BEGIN

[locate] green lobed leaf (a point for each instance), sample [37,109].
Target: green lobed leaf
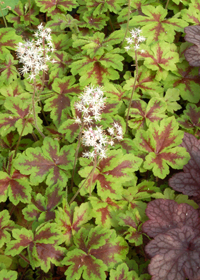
[160,143]
[110,174]
[48,162]
[122,272]
[71,218]
[99,247]
[8,275]
[156,26]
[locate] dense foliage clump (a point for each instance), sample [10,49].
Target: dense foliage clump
[99,140]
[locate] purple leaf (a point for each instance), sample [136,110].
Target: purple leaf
[175,254]
[188,182]
[165,215]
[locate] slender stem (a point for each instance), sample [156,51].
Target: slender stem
[82,185]
[34,137]
[133,90]
[127,26]
[29,13]
[20,136]
[3,17]
[12,210]
[46,121]
[34,113]
[24,258]
[111,25]
[167,4]
[25,269]
[76,155]
[92,175]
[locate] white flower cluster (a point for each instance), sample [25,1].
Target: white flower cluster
[90,105]
[116,131]
[95,138]
[135,39]
[34,54]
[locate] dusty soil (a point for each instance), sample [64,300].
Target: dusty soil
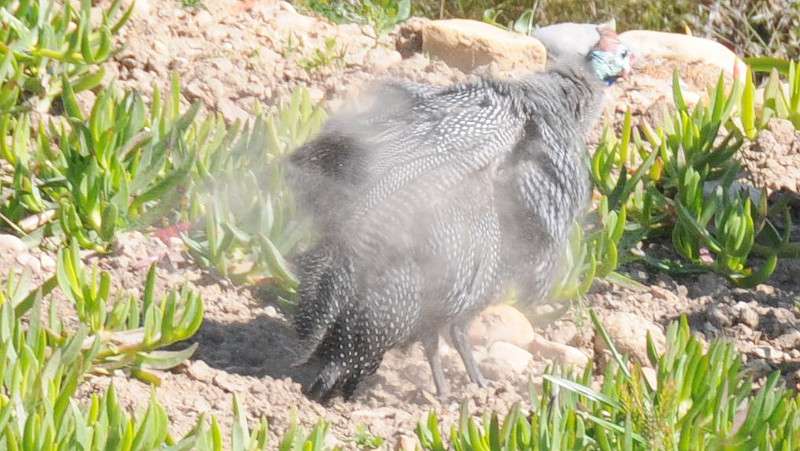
[232,54]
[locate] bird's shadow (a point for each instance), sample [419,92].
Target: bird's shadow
[261,346]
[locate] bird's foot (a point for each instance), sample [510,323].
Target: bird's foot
[323,388]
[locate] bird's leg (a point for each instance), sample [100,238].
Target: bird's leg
[465,351]
[431,345]
[326,383]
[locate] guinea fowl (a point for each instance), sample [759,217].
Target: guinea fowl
[429,200]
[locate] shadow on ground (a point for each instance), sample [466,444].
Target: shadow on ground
[263,346]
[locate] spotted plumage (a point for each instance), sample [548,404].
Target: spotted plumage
[428,201]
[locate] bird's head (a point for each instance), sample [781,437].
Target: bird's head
[609,58]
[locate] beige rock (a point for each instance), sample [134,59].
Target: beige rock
[561,353]
[648,45]
[29,261]
[508,357]
[651,376]
[468,44]
[501,322]
[628,332]
[231,111]
[10,243]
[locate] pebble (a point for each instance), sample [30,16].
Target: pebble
[628,332]
[501,322]
[565,355]
[718,317]
[509,357]
[48,262]
[747,315]
[11,243]
[30,261]
[789,340]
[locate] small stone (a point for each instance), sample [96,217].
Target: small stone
[501,322]
[228,383]
[650,45]
[204,18]
[48,263]
[718,317]
[29,261]
[561,353]
[767,352]
[565,332]
[231,110]
[628,332]
[651,376]
[271,311]
[11,243]
[747,315]
[200,371]
[510,356]
[381,59]
[789,340]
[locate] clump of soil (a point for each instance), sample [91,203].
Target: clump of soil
[772,161]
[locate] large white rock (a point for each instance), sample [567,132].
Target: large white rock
[651,45]
[501,322]
[469,44]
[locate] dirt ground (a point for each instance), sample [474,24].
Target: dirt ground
[232,54]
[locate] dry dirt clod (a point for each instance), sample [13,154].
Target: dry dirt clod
[11,244]
[747,315]
[718,316]
[561,353]
[628,332]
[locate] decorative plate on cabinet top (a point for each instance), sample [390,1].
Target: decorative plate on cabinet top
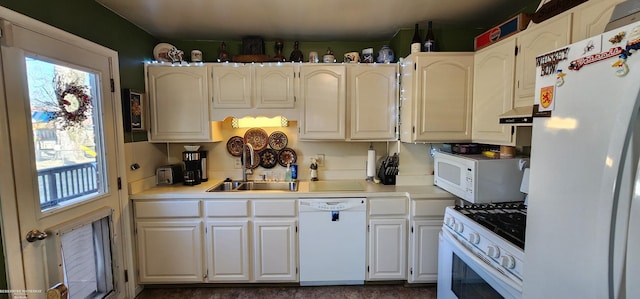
[287,156]
[257,137]
[256,159]
[161,52]
[268,158]
[234,146]
[278,140]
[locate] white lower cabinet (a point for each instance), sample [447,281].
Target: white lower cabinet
[256,240]
[228,250]
[424,245]
[426,223]
[387,238]
[275,257]
[387,249]
[169,240]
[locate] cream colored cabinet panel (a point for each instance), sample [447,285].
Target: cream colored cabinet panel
[533,42]
[436,97]
[274,245]
[424,251]
[231,85]
[179,104]
[274,86]
[170,251]
[493,92]
[591,17]
[228,250]
[387,249]
[373,98]
[323,102]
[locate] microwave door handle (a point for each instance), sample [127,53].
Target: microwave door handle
[480,262]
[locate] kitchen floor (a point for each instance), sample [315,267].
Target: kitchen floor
[370,291]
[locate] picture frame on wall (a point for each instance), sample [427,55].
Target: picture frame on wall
[133,107]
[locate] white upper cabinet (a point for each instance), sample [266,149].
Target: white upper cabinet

END

List every line above that holds the word "upper".

[locate] white upper cabinet (a point for each instance), sample [266,149].
Target: white upper cabinet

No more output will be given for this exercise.